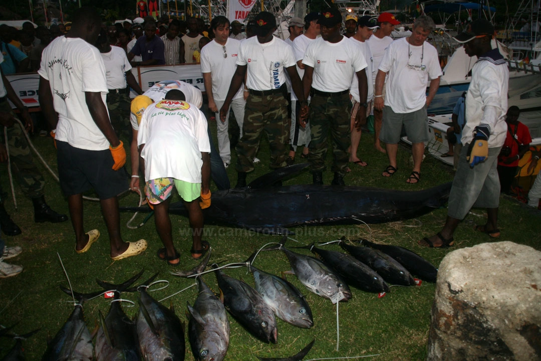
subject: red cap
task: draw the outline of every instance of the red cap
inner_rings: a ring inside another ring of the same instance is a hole
[[[378,23],[390,23],[393,25],[398,25],[400,22],[394,17],[394,15],[390,12],[382,12],[378,17]]]

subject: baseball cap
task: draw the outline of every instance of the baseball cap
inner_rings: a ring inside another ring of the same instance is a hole
[[[359,21],[357,21],[357,26],[361,28],[366,27],[368,29],[379,28],[377,25],[375,19],[368,15],[365,15],[359,18]]]
[[[393,25],[398,25],[400,22],[394,17],[394,15],[390,12],[382,12],[378,17],[378,23],[389,23]]]
[[[478,19],[468,24],[465,31],[453,36],[453,38],[463,44],[476,37],[492,36],[493,34],[494,27],[492,24],[485,19]]]
[[[268,11],[261,11],[254,19],[255,21],[254,32],[256,35],[263,36],[276,28],[276,18]]]
[[[342,14],[336,8],[327,8],[321,11],[318,23],[322,27],[331,27],[342,23]]]
[[[294,17],[289,20],[289,26],[292,27],[295,25],[297,27],[304,27],[304,21],[300,17]]]
[[[313,21],[314,20],[318,20],[319,19],[319,13],[317,11],[312,11],[312,12],[308,12],[306,16],[305,16],[305,23],[309,24],[311,21]]]

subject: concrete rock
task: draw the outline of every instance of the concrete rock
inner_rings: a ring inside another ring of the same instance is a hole
[[[428,360],[541,360],[541,252],[512,242],[441,261]]]

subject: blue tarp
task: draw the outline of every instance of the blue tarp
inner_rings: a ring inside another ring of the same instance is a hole
[[[425,12],[434,12],[440,11],[447,14],[454,14],[463,10],[471,9],[478,10],[480,5],[477,3],[447,3],[445,4],[434,4],[428,5],[425,7]],[[489,7],[484,6],[484,10],[487,10]],[[496,8],[490,7],[490,11],[493,14],[496,12]]]

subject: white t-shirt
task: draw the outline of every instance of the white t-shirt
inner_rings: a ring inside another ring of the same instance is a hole
[[[426,103],[428,80],[442,74],[436,48],[426,41],[421,45],[413,46],[408,43],[408,38],[393,41],[379,64],[379,70],[388,73],[385,106],[398,113],[412,113],[423,108]]]
[[[281,39],[273,37],[261,44],[257,36],[243,41],[240,44],[237,65],[248,65],[246,85],[254,90],[279,89],[286,82],[285,68],[295,65],[291,47]]]
[[[368,82],[368,91],[366,96],[366,102],[368,103],[374,99],[374,84],[372,83],[372,68],[374,66],[374,60],[372,58],[372,52],[370,51],[370,47],[366,43],[366,41],[359,41],[352,36],[349,40],[355,45],[359,47],[361,50],[361,52],[365,56],[366,63],[368,66],[366,67],[366,80]],[[353,75],[353,80],[351,82],[351,88],[349,89],[349,94],[355,98],[358,102],[360,102],[359,96],[359,79],[356,75]]]
[[[135,46],[135,43],[136,42],[137,39],[134,38],[130,42],[128,43],[128,45],[126,45],[126,50],[128,50],[128,52],[129,52],[130,50]],[[143,61],[143,57],[141,55],[135,55],[134,56],[133,61]]]
[[[302,63],[314,68],[312,87],[330,93],[349,89],[354,74],[367,67],[359,48],[345,36],[334,43],[316,39],[306,48]]]
[[[126,87],[126,71],[131,70],[131,65],[124,49],[111,47],[109,52],[100,52],[105,65],[107,89],[124,89]]]
[[[80,38],[60,36],[43,49],[38,74],[50,84],[58,114],[56,140],[83,149],[109,149],[85,99],[86,91],[101,93],[107,109],[105,66],[98,49]]]
[[[145,145],[144,179],[173,178],[201,183],[202,152],[209,153],[204,114],[179,100],[151,104],[141,118],[137,144]]]
[[[389,47],[389,44],[393,42],[393,38],[390,36],[384,36],[380,39],[375,35],[372,35],[368,38],[366,42],[370,47],[370,51],[372,51],[372,58],[374,59],[374,67],[372,68],[372,84],[375,84],[375,76],[378,75],[378,68],[381,63],[381,59],[385,54],[385,50]]]
[[[4,56],[2,55],[2,52],[0,51],[0,64],[2,64],[3,61]],[[4,80],[0,76],[0,98],[3,97],[7,95],[8,92],[6,91],[5,88],[4,87]]]
[[[188,103],[194,104],[198,108],[203,106],[203,95],[201,91],[195,87],[180,80],[164,80],[156,83],[149,88],[143,95],[146,95],[155,102],[157,102],[166,97],[167,92],[174,89],[178,89],[183,93],[184,96],[186,97],[186,101]],[[134,130],[139,129],[139,124],[137,124],[135,114],[133,113],[130,114],[130,122],[131,123],[131,128]]]
[[[226,45],[227,57],[223,57],[223,47],[213,40],[201,49],[201,73],[210,73],[212,78],[212,95],[215,100],[223,101],[229,90],[231,78],[236,69],[240,42],[228,38]],[[242,97],[242,88],[233,99]]]

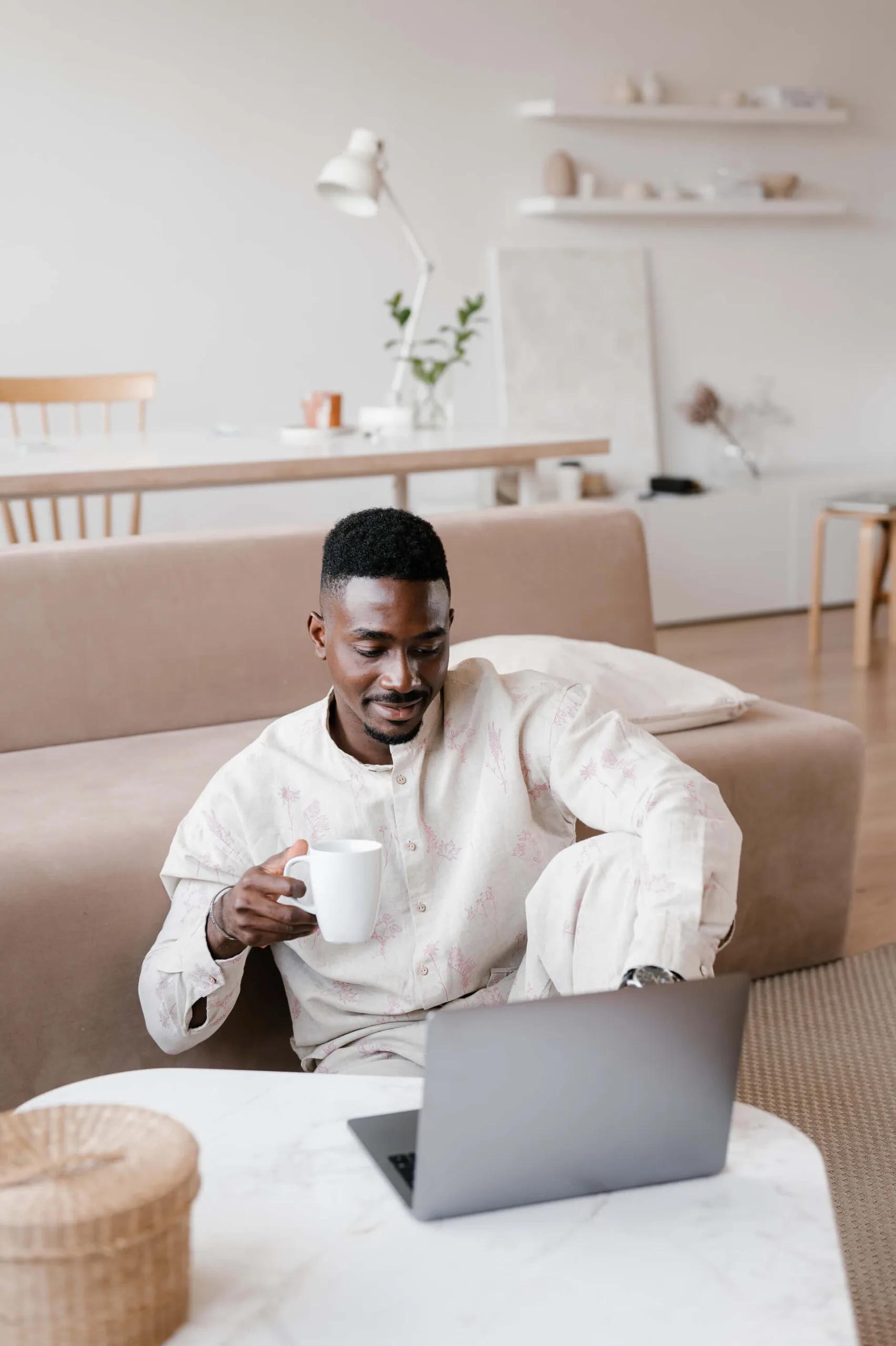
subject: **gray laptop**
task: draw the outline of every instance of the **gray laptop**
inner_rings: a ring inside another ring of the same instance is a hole
[[[725,1163],[749,981],[627,988],[429,1015],[420,1112],[348,1123],[418,1219]]]

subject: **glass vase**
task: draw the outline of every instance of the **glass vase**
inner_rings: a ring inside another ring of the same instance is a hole
[[[414,429],[451,429],[455,404],[451,380],[443,374],[437,384],[414,382]]]

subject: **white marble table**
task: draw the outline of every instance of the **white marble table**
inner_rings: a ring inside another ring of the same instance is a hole
[[[32,1100],[125,1102],[200,1145],[192,1311],[175,1346],[846,1346],[813,1143],[737,1105],[717,1178],[418,1224],[346,1119],[421,1081],[145,1070]]]
[[[609,440],[544,429],[414,431],[339,435],[311,444],[284,443],[276,429],[234,435],[163,429],[145,435],[40,436],[0,440],[0,499],[167,491],[202,486],[391,476],[394,502],[408,503],[408,474],[470,467],[518,467],[521,505],[534,503],[541,458],[605,454]]]

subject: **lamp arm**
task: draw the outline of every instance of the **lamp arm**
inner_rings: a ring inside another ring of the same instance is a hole
[[[426,293],[426,285],[429,284],[429,277],[433,273],[433,264],[431,262],[426,253],[422,250],[421,242],[416,233],[410,227],[410,221],[405,215],[404,210],[396,201],[396,195],[386,182],[382,179],[382,192],[391,202],[391,209],[398,215],[398,223],[401,225],[401,232],[404,233],[412,253],[417,261],[417,285],[414,287],[414,297],[410,302],[410,315],[402,330],[401,350],[398,351],[398,359],[396,363],[396,373],[391,380],[390,401],[393,404],[401,402],[401,388],[408,374],[408,363],[410,359],[410,351],[414,343],[414,332],[417,331],[417,320],[420,318],[420,310],[422,308],[424,295]]]

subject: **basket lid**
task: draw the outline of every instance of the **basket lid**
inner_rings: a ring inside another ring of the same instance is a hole
[[[167,1229],[199,1190],[198,1155],[148,1108],[0,1113],[0,1260],[109,1253]]]

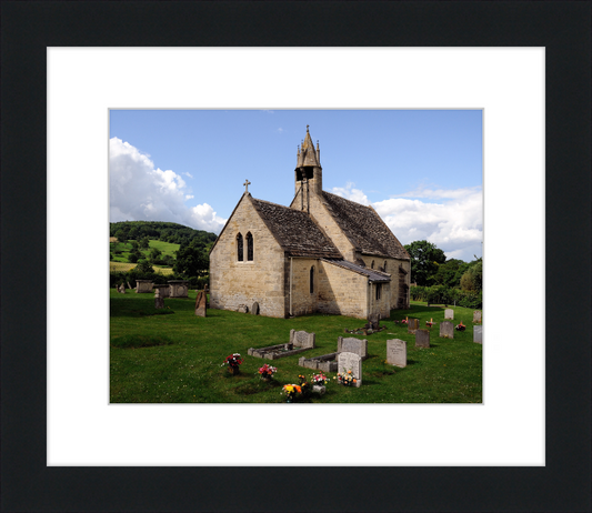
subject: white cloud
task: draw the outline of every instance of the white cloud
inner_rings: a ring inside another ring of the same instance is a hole
[[[331,192],[341,198],[345,198],[347,200],[355,201],[357,203],[370,204],[367,195],[360,189],[354,189],[353,185],[355,185],[355,183],[348,182],[345,187],[334,187],[331,189]]]
[[[425,198],[440,200],[423,202]],[[448,258],[471,261],[482,254],[483,197],[480,187],[428,190],[401,194],[372,203],[402,244],[427,240]]]
[[[189,173],[185,173],[190,177]],[[111,222],[170,221],[219,233],[225,223],[208,203],[188,208],[184,180],[154,163],[129,142],[109,141],[109,201]]]

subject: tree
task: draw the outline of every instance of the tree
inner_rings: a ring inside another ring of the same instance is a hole
[[[411,256],[411,281],[419,286],[432,285],[438,265],[446,261],[444,252],[428,241],[412,242],[405,250]]]
[[[184,276],[203,276],[208,274],[210,268],[210,259],[205,253],[193,245],[181,245],[177,251],[177,262],[173,271],[175,274]]]

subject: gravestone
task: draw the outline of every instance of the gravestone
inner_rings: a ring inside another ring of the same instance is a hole
[[[368,315],[368,328],[372,331],[380,330],[380,315],[378,313],[371,313]]]
[[[415,330],[418,330],[420,326],[420,320],[419,319],[409,319],[407,324],[407,332],[408,333],[415,333]]]
[[[355,383],[352,386],[360,388],[362,385],[362,359],[355,353],[343,352],[338,354],[338,372],[347,374],[351,371],[355,378]]]
[[[189,282],[187,280],[169,280],[169,298],[187,298]]]
[[[148,294],[152,292],[152,280],[136,280],[136,293],[137,294]]]
[[[164,308],[164,298],[160,295],[160,290],[154,291],[154,308],[157,310]]]
[[[152,290],[159,291],[159,295],[164,299],[169,296],[170,285],[154,285]]]
[[[355,353],[365,360],[368,358],[368,340],[338,336],[338,353]]]
[[[208,316],[208,305],[205,304],[207,301],[205,292],[200,292],[198,294],[198,298],[195,299],[195,315],[199,315],[200,318]]]
[[[430,346],[430,331],[417,330],[415,331],[415,348],[429,348]]]
[[[450,321],[440,323],[440,336],[444,339],[454,339],[454,324]]]
[[[314,348],[317,335],[305,331],[290,330],[290,343],[294,348]]]
[[[407,342],[404,340],[387,341],[387,363],[400,368],[407,366]]]
[[[483,326],[473,326],[473,342],[483,344]]]

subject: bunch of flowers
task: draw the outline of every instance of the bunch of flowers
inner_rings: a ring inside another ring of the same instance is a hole
[[[351,370],[349,370],[348,372],[338,372],[337,380],[339,384],[345,386],[351,386],[358,382]]]
[[[285,401],[291,403],[299,394],[302,393],[302,386],[297,384],[283,385],[283,394],[285,394]]]
[[[314,385],[314,384],[319,384],[319,385],[325,385],[329,380],[327,379],[327,376],[321,372],[319,374],[313,374],[310,379],[311,383]]]
[[[269,363],[265,363],[262,368],[259,368],[261,378],[273,378],[275,372],[278,372],[278,368],[271,366]]]
[[[229,368],[239,369],[239,365],[242,362],[243,360],[239,353],[232,353],[225,358],[224,363],[222,363],[220,366],[228,365]]]

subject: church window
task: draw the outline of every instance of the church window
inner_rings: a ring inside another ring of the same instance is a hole
[[[239,259],[239,262],[242,262],[243,251],[242,251],[242,234],[241,233],[237,235],[237,256]]]
[[[251,232],[247,233],[247,260],[253,260],[253,235]]]

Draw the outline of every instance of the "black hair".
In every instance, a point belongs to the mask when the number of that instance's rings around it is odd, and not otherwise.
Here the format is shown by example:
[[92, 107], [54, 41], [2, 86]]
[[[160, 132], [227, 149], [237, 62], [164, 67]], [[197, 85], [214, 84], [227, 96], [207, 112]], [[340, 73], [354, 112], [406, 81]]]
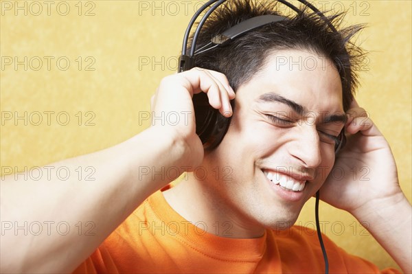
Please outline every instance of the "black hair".
[[274, 50], [310, 50], [330, 59], [336, 66], [342, 83], [343, 109], [347, 111], [358, 84], [354, 68], [359, 67], [365, 56], [350, 40], [364, 26], [355, 25], [340, 30], [345, 16], [343, 12], [326, 16], [337, 30], [334, 32], [323, 19], [306, 7], [299, 13], [294, 12], [292, 16], [286, 16], [277, 11], [278, 5], [276, 1], [256, 0], [229, 0], [221, 5], [203, 25], [196, 49], [251, 17], [273, 14], [288, 19], [253, 30], [227, 45], [199, 54], [196, 56], [195, 66], [225, 74], [236, 91], [263, 68], [266, 57]]

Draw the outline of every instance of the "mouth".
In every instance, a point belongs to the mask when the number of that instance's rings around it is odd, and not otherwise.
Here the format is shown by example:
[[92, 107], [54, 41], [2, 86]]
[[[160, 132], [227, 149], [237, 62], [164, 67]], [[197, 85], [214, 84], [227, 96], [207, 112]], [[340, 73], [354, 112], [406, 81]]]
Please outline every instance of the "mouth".
[[282, 173], [268, 170], [262, 170], [266, 177], [273, 184], [278, 185], [283, 190], [291, 192], [301, 192], [305, 188], [306, 181], [297, 180]]

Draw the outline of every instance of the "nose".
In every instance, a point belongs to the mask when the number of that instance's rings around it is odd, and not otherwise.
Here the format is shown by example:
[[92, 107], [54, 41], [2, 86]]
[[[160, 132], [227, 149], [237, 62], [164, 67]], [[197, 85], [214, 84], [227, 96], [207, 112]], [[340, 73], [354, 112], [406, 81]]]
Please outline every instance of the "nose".
[[290, 154], [307, 168], [318, 167], [322, 161], [319, 135], [316, 126], [301, 126], [295, 141], [291, 144]]

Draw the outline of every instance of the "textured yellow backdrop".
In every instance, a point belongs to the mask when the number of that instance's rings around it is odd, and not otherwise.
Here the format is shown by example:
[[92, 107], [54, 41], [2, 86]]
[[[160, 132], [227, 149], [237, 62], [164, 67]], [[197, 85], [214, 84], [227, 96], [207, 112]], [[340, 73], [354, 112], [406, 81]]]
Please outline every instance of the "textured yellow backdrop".
[[[199, 3], [0, 2], [2, 173], [100, 150], [149, 126], [139, 113], [150, 111], [159, 80], [175, 71], [183, 34]], [[321, 5], [350, 10], [347, 23], [369, 24], [358, 37], [371, 54], [357, 98], [390, 143], [411, 200], [411, 1]], [[313, 205], [304, 208], [301, 225], [313, 227]], [[396, 266], [348, 214], [322, 205], [321, 216], [338, 244], [380, 267]]]

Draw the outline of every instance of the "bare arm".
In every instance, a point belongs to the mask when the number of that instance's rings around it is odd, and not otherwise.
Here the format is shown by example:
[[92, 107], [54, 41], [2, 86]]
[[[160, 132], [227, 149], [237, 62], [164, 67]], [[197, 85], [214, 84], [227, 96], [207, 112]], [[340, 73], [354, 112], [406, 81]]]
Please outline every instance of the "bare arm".
[[[355, 100], [347, 111], [350, 135], [336, 156], [334, 168], [345, 174], [339, 182], [330, 176], [321, 189], [321, 198], [350, 212], [399, 264], [412, 272], [412, 209], [399, 185], [391, 148], [365, 109]], [[367, 168], [367, 180], [355, 178], [351, 169]]]
[[[183, 115], [178, 124], [154, 124], [114, 147], [42, 168], [47, 173], [64, 167], [73, 174], [79, 166], [91, 167], [94, 180], [2, 179], [1, 271], [73, 271], [148, 196], [199, 165], [203, 150], [192, 95], [201, 91], [214, 107], [231, 115], [234, 93], [226, 77], [193, 69], [165, 78], [153, 98], [157, 116], [177, 112]], [[179, 172], [164, 172], [170, 168]]]

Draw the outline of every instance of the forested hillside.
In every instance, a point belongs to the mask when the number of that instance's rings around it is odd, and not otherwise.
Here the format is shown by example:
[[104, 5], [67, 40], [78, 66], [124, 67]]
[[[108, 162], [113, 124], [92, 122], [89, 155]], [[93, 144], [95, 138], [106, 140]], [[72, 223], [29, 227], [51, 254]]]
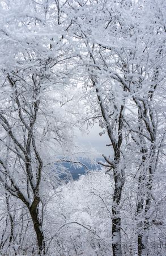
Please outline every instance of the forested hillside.
[[0, 255], [165, 256], [165, 1], [0, 14]]

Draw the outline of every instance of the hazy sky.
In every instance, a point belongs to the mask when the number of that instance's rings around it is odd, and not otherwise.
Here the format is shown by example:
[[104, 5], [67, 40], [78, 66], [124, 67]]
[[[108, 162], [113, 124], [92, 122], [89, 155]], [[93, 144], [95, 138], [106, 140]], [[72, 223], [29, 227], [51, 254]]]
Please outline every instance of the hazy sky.
[[89, 128], [89, 130], [90, 133], [87, 135], [78, 133], [79, 144], [84, 146], [87, 150], [89, 148], [90, 150], [91, 148], [94, 148], [101, 155], [103, 154], [110, 155], [111, 147], [106, 146], [106, 144], [110, 144], [107, 134], [100, 136], [99, 134], [103, 130], [97, 124], [92, 128]]

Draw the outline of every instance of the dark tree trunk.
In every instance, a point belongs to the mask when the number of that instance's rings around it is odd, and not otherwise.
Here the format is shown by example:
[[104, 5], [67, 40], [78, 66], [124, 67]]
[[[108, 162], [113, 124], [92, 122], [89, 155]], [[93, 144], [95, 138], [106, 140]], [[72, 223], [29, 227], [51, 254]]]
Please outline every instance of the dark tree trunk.
[[124, 177], [121, 177], [114, 170], [115, 187], [113, 196], [112, 207], [112, 250], [113, 256], [122, 255], [121, 236], [121, 218], [120, 216], [120, 203], [122, 191], [124, 184]]
[[40, 220], [38, 205], [39, 199], [35, 198], [29, 208], [29, 212], [33, 224], [34, 229], [36, 234], [37, 241], [39, 247], [39, 255], [45, 254], [45, 243], [44, 241], [44, 233]]

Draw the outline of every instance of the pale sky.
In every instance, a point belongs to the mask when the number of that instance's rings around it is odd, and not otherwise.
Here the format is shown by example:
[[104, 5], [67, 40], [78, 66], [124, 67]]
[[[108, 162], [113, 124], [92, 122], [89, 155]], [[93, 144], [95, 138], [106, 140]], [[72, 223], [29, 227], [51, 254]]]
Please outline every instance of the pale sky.
[[101, 156], [103, 154], [108, 156], [111, 154], [111, 147], [107, 146], [107, 144], [110, 144], [109, 139], [107, 134], [99, 135], [99, 133], [103, 130], [98, 125], [96, 124], [92, 128], [89, 128], [88, 134], [78, 133], [78, 140], [79, 144], [83, 146], [86, 149], [94, 148]]

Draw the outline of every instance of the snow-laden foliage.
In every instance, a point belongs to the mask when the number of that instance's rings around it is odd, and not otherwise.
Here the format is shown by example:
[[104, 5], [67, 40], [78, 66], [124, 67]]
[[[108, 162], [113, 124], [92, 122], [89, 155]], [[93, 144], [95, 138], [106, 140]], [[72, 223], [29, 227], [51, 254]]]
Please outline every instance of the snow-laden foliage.
[[[0, 253], [164, 256], [165, 3], [0, 0]], [[64, 187], [75, 127], [104, 172]], [[57, 187], [58, 189], [56, 189]]]

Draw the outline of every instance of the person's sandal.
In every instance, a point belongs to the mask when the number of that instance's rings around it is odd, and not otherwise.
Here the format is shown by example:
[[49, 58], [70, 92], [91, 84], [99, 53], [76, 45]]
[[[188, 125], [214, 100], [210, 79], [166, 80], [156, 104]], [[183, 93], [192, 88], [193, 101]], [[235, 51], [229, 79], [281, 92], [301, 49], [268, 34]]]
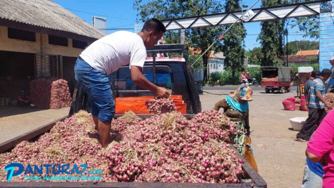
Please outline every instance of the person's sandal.
[[301, 138], [297, 138], [295, 140], [297, 141], [298, 142], [306, 142], [306, 140], [304, 140], [303, 139], [302, 139]]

◆ **Problem details**
List every line of the listing that contains the word "gray".

◆ **Written solution**
subject: **gray laptop**
task: draw the outline of every instance of the **gray laptop**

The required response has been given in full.